**TO BE DONE:** Extract the complete listing and output it unchanged.

**GIVEN DATA:**
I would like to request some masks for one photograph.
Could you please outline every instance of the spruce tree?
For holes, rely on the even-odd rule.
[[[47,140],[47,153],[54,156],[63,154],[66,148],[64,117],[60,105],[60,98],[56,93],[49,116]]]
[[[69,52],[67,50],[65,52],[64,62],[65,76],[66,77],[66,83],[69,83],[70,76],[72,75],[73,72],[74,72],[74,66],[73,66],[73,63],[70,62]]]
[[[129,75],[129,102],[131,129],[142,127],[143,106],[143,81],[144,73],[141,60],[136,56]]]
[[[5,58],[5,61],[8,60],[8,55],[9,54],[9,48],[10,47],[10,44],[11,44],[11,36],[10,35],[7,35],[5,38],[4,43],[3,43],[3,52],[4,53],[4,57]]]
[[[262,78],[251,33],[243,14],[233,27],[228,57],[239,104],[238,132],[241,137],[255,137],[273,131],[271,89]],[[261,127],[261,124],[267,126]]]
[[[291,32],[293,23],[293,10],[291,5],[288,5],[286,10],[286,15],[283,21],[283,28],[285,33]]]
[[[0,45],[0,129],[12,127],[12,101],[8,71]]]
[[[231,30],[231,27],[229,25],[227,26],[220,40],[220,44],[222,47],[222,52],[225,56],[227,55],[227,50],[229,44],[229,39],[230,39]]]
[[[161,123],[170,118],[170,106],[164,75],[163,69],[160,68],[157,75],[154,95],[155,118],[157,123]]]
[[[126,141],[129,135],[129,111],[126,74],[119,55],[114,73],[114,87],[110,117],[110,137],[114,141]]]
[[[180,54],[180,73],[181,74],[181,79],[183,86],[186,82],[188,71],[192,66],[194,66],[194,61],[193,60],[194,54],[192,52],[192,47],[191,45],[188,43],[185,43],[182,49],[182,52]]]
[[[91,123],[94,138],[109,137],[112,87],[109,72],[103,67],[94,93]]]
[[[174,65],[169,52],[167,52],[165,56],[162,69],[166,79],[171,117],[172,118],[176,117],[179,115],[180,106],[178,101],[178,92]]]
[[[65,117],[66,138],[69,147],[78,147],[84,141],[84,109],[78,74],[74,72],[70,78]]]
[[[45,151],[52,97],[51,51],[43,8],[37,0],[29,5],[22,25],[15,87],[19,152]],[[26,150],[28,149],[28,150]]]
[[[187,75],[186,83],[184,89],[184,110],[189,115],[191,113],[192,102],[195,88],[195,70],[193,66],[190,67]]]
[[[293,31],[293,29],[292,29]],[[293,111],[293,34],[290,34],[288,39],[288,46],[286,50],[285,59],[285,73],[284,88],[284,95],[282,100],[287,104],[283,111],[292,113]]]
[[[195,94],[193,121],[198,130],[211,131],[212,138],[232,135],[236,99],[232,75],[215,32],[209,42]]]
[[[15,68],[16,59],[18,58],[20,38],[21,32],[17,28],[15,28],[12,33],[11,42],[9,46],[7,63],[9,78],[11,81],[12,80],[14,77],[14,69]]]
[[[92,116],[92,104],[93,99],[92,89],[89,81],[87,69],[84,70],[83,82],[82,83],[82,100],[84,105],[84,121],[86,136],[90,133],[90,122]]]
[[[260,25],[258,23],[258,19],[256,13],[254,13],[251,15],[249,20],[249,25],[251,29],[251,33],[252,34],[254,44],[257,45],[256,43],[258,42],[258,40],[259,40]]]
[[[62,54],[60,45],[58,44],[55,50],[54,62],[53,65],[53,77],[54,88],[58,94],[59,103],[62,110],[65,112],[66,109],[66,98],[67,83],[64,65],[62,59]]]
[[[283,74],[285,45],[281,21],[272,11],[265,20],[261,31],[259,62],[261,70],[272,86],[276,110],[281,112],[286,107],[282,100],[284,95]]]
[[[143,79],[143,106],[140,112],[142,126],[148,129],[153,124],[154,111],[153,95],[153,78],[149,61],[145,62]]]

**IN RESPONSE:**
I would like to request some masks for one photograph.
Could you please outline every instance of the spruce tree?
For holes, rely on the even-odd rule.
[[[47,140],[47,153],[54,156],[63,154],[66,148],[64,117],[60,105],[60,98],[56,93],[49,116]]]
[[[69,52],[67,50],[65,52],[64,62],[65,76],[66,77],[66,83],[69,83],[70,76],[72,75],[73,72],[74,72],[74,66],[73,66],[73,63],[70,62]]]
[[[129,75],[129,102],[131,129],[142,127],[143,106],[143,81],[144,73],[141,60],[136,56]]]
[[[5,58],[5,61],[8,60],[8,55],[9,54],[9,48],[10,47],[10,44],[11,44],[11,36],[10,35],[7,35],[5,38],[4,43],[3,43],[3,52],[4,53],[4,57]]]
[[[262,78],[251,33],[243,14],[233,27],[228,57],[239,104],[238,132],[241,137],[255,137],[273,131],[271,89]],[[261,127],[261,124],[267,126]]]
[[[291,32],[293,23],[293,10],[291,5],[288,5],[286,10],[286,15],[283,21],[283,28],[285,33]]]
[[[0,45],[0,129],[12,127],[12,101],[8,71]]]
[[[231,30],[231,27],[229,25],[227,26],[220,40],[220,44],[222,47],[222,52],[225,56],[227,55],[227,50],[229,44],[229,39],[230,39]]]
[[[161,123],[170,118],[170,106],[164,75],[163,69],[160,68],[157,75],[154,95],[155,118],[157,123]]]
[[[126,141],[129,135],[129,111],[126,74],[119,55],[114,73],[114,87],[110,117],[110,137],[114,141]]]
[[[180,54],[180,73],[181,74],[181,79],[183,86],[186,82],[188,71],[192,66],[194,66],[194,61],[193,60],[194,54],[192,52],[192,47],[191,45],[188,43],[185,43],[182,49],[182,52]]]
[[[91,123],[94,138],[109,137],[112,87],[109,72],[103,67],[94,93]]]
[[[174,65],[169,52],[167,52],[165,56],[162,69],[166,79],[171,117],[172,118],[176,117],[179,115],[180,106],[178,101],[178,92]]]
[[[65,117],[66,138],[69,147],[78,147],[84,141],[84,109],[78,74],[74,72],[70,78]]]
[[[45,151],[52,97],[51,51],[43,8],[37,0],[29,5],[22,25],[15,87],[19,152]],[[26,150],[28,149],[28,150]]]
[[[187,75],[186,83],[184,89],[184,110],[189,115],[191,113],[192,102],[195,88],[195,70],[193,66],[190,67]]]
[[[293,31],[293,29],[292,29]],[[293,111],[293,34],[290,34],[288,39],[288,46],[286,50],[285,59],[285,73],[284,88],[284,95],[282,100],[287,104],[283,111],[292,113]]]
[[[195,94],[193,121],[198,130],[211,131],[212,138],[232,135],[236,99],[232,75],[215,32],[209,42]]]
[[[15,68],[16,59],[18,58],[20,38],[21,32],[17,28],[15,28],[12,33],[11,42],[9,46],[7,63],[9,78],[11,81],[12,80],[14,77],[14,69]]]
[[[92,116],[92,104],[93,99],[92,89],[89,81],[87,69],[84,70],[83,82],[82,83],[82,100],[84,105],[84,121],[86,136],[90,133],[90,122]]]
[[[260,25],[258,23],[258,19],[256,13],[254,13],[251,15],[249,20],[249,25],[251,29],[251,33],[252,34],[254,44],[257,45],[256,43],[258,42],[258,40],[259,40]]]
[[[62,54],[60,45],[58,44],[55,50],[54,62],[53,65],[53,77],[54,88],[58,94],[59,103],[62,110],[65,112],[66,109],[66,98],[67,83],[64,65],[62,59]]]
[[[283,74],[285,45],[281,21],[272,11],[265,20],[261,31],[259,62],[261,70],[272,86],[276,110],[281,112],[286,107],[282,100],[284,95]]]
[[[143,79],[143,106],[140,112],[142,126],[148,129],[153,124],[154,111],[153,95],[153,78],[149,61],[145,62]]]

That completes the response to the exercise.